**TASK 1**:
Answer these about the Python garbage collection article, one answer per line, marked the same way:
(a) In which field does every Python object store its reference count?
(b) What function is called immediately when an object's reference count hits zero?
(c) After `del a, b` in the cycle snippet, what reference count does each list still have?
**TASK 2**:
Write the next part of the Python garbage collection article, starting after its final sentence.

**TEXT SECTION**:
--------------------------------------------------
NinetyFive Blog
Engineering insights and research from the NinetyFive team
How Python's Garbage Collection Works
November 2025
While debugging long pauses in our inference server, we found a bug in the garbage collector's allocation counting. Tracking it down meant understanding how Python's garbage collection works and the source is more readable than you'd expect.
The two-part system
Python uses two complementary mechanisms for memory management.
- Reference counting: frees objects immediately when no references remain
- Cyclic garbage collection: detects and frees reference cycles
Reference counting handles most objects. The cyclic collector only runs periodically to catch cycles that reference counting can't detect.
Reference counting
Every Python object has a reference count stored in ob_refcnt. When you assign an object to a variable, pass it to a function, or store it in a container, the count increases. When a reference goes away, it decreases.
The core operations are defined in v3.14.0Include/refcount.h:
// Increment reference count
static inline void Py_INCREF(PyObject *op)
{
op->ob_refcnt++;
}
// Decrement reference count, free if zero
static inline void Py_DECREF(PyObject *op)
{
if (--op->ob_refcnt == 0) {
_Py_Dealloc(op);
}
}When the count hits zero, _Py_Dealloc is called immediately to free the object, without garbage collection.
The problem with cycles
Reference counting fails when objects reference each other in a cycle.
a = []
b = []
a.append(b) # a -> b
b.append(a) # b -> a
del a, b # Both have refcount=1, never freed!After del a, b, both lists still have a reference count of 1 (from each other), so reference counting won't free them. This is where the cyclic garbage collector comes in.
Cyclic garbage collection
The cyclic collector periodically probes container objects (lists, dicts, classes, etc.) to catch unreachable cycles. The core algorithm is in v3.14.0Python/gc.c#L1694-L1697 and even includes a cueing comment.
/* This is the main function. Read this to understand how the
* collection process works. */
static void
gc_collect_region(PyThreadState *tstate,
PyGC_Head *from,
PyGC_Head *to,
struct gc_collection_stats *stats)In short: copy each object's reference count to a temporary field, then traverse references and decrement counts. Any object left with count zero is only reachable from within the cycle, aka garbage.
--------------------------------------------------
**DATASET EXCERPTS**:
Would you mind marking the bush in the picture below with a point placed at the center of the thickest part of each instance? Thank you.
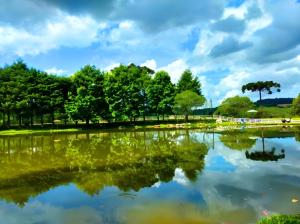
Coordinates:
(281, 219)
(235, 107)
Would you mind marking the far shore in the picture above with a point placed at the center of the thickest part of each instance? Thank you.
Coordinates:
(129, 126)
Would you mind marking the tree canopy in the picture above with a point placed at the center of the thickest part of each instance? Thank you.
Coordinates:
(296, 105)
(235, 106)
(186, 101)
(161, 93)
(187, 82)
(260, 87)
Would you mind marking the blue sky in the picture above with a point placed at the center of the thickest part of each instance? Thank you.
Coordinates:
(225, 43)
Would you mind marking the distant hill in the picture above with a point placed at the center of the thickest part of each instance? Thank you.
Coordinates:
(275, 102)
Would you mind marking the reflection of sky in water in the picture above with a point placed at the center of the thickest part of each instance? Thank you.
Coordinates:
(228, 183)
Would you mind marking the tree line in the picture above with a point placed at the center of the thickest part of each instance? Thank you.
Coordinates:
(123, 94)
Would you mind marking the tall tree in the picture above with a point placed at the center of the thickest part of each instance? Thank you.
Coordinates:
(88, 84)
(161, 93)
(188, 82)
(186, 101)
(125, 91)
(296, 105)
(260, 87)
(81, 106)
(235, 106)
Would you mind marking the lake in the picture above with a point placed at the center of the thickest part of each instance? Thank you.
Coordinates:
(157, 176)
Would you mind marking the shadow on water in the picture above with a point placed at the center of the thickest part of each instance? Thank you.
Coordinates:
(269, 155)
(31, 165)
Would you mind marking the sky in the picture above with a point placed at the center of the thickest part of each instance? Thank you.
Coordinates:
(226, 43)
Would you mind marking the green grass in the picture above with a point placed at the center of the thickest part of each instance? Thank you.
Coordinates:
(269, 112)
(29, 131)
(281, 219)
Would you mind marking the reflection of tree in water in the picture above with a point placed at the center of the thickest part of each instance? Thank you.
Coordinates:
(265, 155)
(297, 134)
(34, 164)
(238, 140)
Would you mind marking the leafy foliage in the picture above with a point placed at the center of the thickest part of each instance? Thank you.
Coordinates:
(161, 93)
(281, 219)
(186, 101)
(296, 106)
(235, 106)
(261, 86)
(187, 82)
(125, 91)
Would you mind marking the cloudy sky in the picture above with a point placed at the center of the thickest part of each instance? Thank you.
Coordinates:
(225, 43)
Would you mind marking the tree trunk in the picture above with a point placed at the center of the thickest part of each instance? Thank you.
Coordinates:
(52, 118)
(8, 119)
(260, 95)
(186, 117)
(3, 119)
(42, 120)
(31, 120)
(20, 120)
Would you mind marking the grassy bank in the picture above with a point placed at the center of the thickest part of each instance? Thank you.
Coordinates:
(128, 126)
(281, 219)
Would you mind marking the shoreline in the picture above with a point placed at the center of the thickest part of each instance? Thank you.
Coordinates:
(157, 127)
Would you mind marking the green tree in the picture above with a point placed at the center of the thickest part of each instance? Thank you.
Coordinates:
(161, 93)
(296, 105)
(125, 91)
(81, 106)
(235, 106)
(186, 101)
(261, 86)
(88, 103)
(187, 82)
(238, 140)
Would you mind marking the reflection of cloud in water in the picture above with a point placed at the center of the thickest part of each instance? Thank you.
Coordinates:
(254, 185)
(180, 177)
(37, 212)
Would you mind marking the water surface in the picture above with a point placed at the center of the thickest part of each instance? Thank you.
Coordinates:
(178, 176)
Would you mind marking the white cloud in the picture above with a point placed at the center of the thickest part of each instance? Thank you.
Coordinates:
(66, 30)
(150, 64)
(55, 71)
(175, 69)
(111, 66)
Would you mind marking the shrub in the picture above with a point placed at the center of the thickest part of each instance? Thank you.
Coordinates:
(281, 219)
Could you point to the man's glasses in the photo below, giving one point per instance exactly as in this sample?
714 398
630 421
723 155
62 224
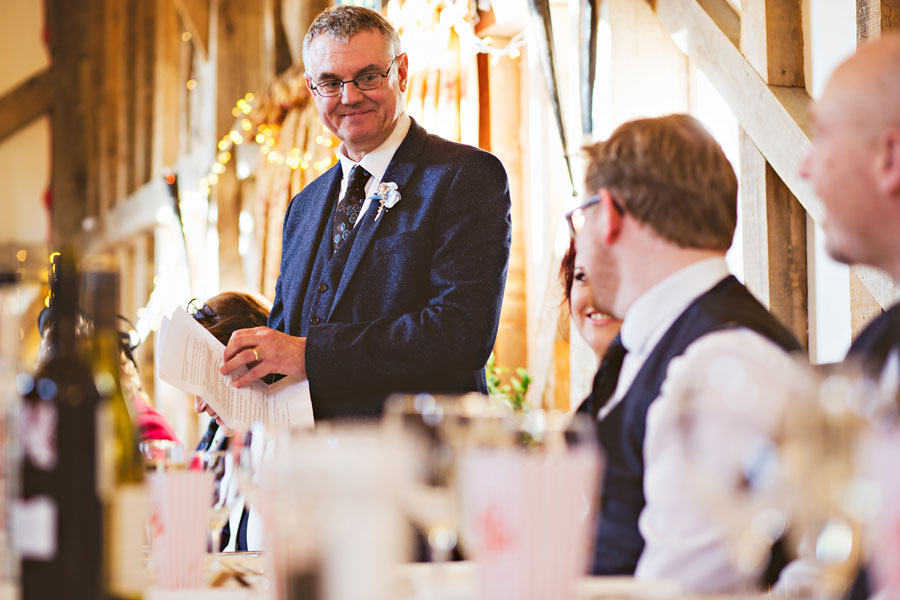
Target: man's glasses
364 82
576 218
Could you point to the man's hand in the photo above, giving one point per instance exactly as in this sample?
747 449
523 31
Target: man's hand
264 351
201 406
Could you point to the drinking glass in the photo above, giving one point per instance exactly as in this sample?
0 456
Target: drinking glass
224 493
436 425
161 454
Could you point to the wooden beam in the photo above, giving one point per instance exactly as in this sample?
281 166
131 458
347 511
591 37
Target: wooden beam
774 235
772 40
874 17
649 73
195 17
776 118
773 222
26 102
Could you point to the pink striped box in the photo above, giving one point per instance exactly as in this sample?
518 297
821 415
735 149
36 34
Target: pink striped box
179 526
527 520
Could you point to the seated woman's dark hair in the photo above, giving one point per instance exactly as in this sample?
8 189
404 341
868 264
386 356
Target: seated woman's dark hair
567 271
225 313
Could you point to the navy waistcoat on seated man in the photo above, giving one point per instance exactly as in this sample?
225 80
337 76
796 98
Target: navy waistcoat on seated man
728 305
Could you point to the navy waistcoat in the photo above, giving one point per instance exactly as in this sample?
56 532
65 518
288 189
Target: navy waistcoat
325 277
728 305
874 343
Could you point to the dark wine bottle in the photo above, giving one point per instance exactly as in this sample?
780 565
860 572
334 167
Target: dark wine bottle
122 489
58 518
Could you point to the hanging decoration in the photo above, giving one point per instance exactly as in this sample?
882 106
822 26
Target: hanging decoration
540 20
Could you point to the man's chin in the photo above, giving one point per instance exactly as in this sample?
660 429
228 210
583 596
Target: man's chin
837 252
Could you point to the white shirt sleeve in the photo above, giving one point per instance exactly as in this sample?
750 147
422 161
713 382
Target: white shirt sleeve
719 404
--------------------------------------------------
**EXPECTED ANSWER 1**:
(a) ob_refcnt
(b) _Py_Dealloc
(c) 1

**EXPECTED ANSWER 2**:
When does garbage collection run?
Python optimizes its garbage collector with generational collection because most objects die young. Focusing on younger objects reduces the number of objects each collection pass needs to scan. Objects start in generation 0 (young), and survivors get promoted to generation 1 (old, pending), then 2 (old, visited). Each generation has its own threshold, defined at v3.14.0Include/internal/pycore_runtime_init.h#L140-L144.
.young = { .threshold = 2000, }, // gen 0 (young)
.old = {
{ .threshold = 10, }, // gen 1 (old, pending)
{ .threshold = 0, }, // gen 2 (old, visited)
},Tracking the allocation count, however, differs between the standard build and the free-threaded build.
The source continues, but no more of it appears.